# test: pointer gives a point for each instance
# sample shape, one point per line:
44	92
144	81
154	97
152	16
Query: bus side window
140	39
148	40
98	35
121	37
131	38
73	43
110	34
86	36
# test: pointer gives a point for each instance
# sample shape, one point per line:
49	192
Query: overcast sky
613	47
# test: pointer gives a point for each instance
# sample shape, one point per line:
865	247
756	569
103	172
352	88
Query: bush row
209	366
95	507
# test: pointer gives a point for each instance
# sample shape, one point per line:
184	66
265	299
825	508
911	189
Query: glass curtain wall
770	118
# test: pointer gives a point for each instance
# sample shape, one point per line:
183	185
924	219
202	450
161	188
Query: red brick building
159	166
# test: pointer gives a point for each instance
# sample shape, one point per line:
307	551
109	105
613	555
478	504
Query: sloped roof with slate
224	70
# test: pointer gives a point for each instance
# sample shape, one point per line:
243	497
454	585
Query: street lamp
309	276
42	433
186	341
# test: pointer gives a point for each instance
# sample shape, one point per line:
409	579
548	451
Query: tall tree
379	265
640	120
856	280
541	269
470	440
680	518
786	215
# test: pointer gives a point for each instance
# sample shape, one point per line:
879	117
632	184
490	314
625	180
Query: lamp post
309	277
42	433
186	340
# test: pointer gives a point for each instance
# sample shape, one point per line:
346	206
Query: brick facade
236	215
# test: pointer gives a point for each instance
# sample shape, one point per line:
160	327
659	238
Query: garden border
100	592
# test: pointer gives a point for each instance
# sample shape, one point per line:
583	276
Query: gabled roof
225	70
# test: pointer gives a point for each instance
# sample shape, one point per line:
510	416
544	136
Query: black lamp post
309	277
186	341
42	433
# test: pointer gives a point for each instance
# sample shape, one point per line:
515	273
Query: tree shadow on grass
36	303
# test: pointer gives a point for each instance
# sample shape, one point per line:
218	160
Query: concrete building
────────────────────────────────────────
*Zadanie*. Podaj, ile wierszy powyższego materiału zawiera ciąg „lamp”, przy czym wielkość liter ma znaczenie. Odpowiedz samą liczbą.

*Odpowiedź*. 3